• **Problems to solve**
a) Reproduce the part of the Purdy Lounge article starting with "De los Reyes think" and going on through "the mayor again.".
b) List every person the Purdy Lounge article names.
c) In the Purdy Lounge article, what does de los Reyes announce she will do after the motorcycle noise dies?
-- Document passage follows --
Now, Arriola says that for him, the noise was never the problem — it was the one night of gunfire. Because Purdy hasn't had a similar incident since then, he believes the issue is over.

"When businesses can't respect their neighbors, then the commission has to get involved," he says. "But there are many, many people who do support Purdy, and they've been making an effort to reach out to neighbors and be respectful. We're not gonna make everybody happy all of the time."

Purdy lovers reacted to the news in relief. "We've been living in limbo for two years now, and that's no way to live," Binkiewicz says. "I'm a proponent of 5 a.m. I'm a proponent of 'Don't change Miami Beach; stick to what got us here.' People come to Miami Beach for fun."

De los Reyes think it's "terrible" Arriola pulled the plug. "I don't know why he's doing that," she says. "I mean, he has a child. I wish the Purdy Lounge was in front of his townhome so he could hear the noise."

De los Reyes has vowed to keep fighting. "It's been a lot of work for no change," she says while pointing out a security camera that's stationed in the condo's parking garage. "I think they're being protected."

"You had your time," she says almost under her breath. "The neighborhood has changed." As she continues to grumble, two residents in leather biking gear rev their motorcycles and peel out of the parking garage. After the noise dies, de los Reyes announces she's going to write to the mayor again.

Outside Purdy on a recent Saturday at 3 a.m., the neighborhood was quiet except for wisps of laughter and chatter from people walking nearby. The sound of a car door shutting echoed through the darkness. No one was waiting for an Uber, nor was anyone dry-humping on top of a car. The area seemed tame and normal, quieter than many other parts of South Beach.

"I got to fulfill a lifelong dream in so many ways," Binkiewicz says of opening Purdy. "It's really cool when you come here at night and you see a lot of people having a fun time. There could be a thousand magical moments in the night, and you look around and you feel like you've done something good."

Adds Epstein: "I've been in the business for a good 20 years, and I've worked throughout the industry. This place will always be special for me. This is home."

Responds Binkiewicz: "It's home for a lot of people."
-- Document passage concluded --
-- Dataset follows --
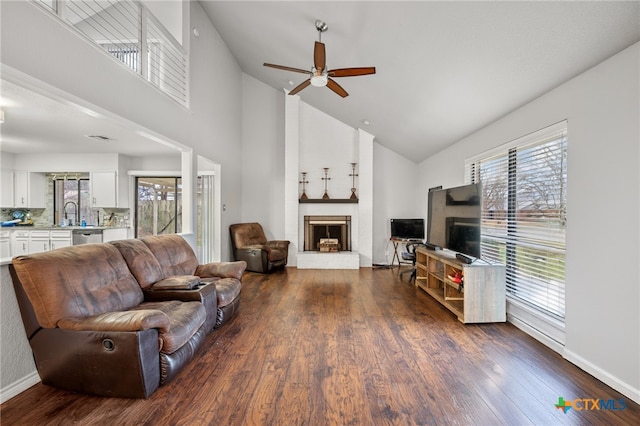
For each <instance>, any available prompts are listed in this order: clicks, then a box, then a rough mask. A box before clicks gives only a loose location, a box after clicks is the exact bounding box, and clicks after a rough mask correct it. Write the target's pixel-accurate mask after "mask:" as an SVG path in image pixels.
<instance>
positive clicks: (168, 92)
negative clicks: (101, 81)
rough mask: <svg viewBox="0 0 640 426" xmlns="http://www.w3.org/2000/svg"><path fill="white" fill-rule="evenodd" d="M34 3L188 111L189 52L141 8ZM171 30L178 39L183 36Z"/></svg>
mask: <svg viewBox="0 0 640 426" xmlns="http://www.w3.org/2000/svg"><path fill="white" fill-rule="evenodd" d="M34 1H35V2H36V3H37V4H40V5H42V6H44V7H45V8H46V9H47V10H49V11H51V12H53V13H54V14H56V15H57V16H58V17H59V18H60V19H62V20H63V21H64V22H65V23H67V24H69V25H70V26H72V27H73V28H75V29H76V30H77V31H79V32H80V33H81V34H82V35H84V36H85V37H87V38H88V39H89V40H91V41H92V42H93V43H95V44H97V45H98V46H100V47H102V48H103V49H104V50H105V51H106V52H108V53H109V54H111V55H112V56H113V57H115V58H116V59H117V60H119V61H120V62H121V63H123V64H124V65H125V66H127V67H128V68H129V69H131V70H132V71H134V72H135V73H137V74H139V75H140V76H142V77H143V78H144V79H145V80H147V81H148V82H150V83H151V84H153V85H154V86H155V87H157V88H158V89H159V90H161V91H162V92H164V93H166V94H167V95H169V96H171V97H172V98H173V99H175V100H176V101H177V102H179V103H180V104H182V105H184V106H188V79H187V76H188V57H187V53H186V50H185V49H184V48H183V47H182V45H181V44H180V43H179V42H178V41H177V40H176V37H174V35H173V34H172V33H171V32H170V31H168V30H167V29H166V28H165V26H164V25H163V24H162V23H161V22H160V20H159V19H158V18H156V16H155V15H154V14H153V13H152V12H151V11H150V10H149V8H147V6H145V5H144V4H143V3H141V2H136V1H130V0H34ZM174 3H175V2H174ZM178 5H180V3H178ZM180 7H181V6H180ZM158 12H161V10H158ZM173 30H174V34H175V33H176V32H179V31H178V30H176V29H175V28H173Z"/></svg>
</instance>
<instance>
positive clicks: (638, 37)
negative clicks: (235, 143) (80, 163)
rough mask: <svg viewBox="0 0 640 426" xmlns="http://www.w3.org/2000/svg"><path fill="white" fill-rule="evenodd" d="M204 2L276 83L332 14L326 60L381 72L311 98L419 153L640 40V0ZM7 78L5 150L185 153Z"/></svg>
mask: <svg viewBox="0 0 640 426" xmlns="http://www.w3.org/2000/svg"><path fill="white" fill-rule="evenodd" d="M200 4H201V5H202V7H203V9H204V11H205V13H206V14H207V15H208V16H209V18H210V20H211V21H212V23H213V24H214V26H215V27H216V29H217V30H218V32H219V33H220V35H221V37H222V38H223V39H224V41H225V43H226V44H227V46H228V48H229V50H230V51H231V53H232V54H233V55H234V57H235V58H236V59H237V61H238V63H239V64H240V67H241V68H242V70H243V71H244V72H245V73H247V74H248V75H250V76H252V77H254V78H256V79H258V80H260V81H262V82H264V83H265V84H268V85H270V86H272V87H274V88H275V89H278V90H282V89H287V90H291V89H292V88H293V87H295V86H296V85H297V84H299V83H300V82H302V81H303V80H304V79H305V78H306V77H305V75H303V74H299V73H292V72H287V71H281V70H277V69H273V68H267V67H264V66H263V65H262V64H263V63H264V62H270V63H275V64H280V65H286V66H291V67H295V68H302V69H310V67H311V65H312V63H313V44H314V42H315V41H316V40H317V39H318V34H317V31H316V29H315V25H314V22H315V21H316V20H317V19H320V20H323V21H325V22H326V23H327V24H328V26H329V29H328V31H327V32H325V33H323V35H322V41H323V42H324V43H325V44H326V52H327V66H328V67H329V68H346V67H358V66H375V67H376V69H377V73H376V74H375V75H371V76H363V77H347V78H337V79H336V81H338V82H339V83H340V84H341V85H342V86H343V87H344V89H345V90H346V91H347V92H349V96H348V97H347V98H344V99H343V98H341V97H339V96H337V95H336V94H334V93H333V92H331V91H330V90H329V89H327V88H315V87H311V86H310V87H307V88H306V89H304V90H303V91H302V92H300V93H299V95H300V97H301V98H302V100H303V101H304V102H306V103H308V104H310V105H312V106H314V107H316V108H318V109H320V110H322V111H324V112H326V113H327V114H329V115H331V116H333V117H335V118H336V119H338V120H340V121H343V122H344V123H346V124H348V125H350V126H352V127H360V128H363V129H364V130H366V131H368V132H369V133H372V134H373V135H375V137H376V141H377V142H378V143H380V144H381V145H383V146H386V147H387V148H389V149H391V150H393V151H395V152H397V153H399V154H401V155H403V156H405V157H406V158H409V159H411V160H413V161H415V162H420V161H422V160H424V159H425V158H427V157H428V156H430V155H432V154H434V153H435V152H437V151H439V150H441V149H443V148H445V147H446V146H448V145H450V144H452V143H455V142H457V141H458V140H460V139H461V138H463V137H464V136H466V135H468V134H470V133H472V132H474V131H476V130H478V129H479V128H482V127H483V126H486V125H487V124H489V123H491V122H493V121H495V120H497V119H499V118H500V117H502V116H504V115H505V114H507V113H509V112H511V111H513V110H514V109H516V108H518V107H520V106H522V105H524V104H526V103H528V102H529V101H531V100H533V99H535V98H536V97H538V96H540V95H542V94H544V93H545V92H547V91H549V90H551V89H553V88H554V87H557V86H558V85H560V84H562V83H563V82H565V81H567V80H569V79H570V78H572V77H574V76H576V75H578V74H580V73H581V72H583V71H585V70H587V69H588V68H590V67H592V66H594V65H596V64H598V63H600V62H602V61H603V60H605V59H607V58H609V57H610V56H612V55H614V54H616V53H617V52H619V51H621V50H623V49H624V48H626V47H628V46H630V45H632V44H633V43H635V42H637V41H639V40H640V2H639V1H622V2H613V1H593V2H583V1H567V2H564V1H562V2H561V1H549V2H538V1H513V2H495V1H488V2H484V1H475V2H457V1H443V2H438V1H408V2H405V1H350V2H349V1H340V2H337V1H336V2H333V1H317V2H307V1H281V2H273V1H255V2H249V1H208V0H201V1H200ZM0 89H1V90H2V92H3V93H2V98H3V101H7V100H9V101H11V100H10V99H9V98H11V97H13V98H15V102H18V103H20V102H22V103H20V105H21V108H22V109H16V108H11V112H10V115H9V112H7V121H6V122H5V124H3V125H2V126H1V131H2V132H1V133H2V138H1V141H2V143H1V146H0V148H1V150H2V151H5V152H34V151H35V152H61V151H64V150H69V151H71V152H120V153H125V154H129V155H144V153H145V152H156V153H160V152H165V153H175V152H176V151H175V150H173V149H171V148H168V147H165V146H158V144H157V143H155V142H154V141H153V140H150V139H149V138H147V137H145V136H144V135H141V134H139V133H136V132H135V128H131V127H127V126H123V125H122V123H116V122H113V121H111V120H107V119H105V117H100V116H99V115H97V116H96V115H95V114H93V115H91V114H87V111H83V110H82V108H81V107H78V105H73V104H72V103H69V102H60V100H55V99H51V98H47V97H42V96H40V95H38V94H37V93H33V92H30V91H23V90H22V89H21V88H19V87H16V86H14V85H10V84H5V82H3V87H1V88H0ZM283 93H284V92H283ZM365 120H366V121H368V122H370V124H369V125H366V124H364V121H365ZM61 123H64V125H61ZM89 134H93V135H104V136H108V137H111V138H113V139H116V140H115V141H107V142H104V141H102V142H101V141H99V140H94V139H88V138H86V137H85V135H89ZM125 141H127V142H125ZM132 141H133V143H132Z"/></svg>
-- Dataset concluded --
• **Answers to the exercises**
a)
De los Reyes think it's "terrible" Arriola pulled the plug. "I don't know why he's doing that," she says. "I mean, he has a child. I wish the Purdy Lounge was in front of his townhome so he could hear the noise."

De los Reyes has vowed to keep fighting. "It's been a lot of work for no change," she says while pointing out a security camera that's stationed in the condo's parking garage. "I think they're being protected."

"You had your time," she says almost under her breath. "The neighborhood has changed." As she continues to grumble, two residents in leather biking gear rev their motorcycles and peel out of the parking garage. After the noise dies, de los Reyes announces she's going to write to the mayor again.

b) Arriola, Binkiewicz, de los Reyes, Epstein

c) She announces she is going to write to the mayor again.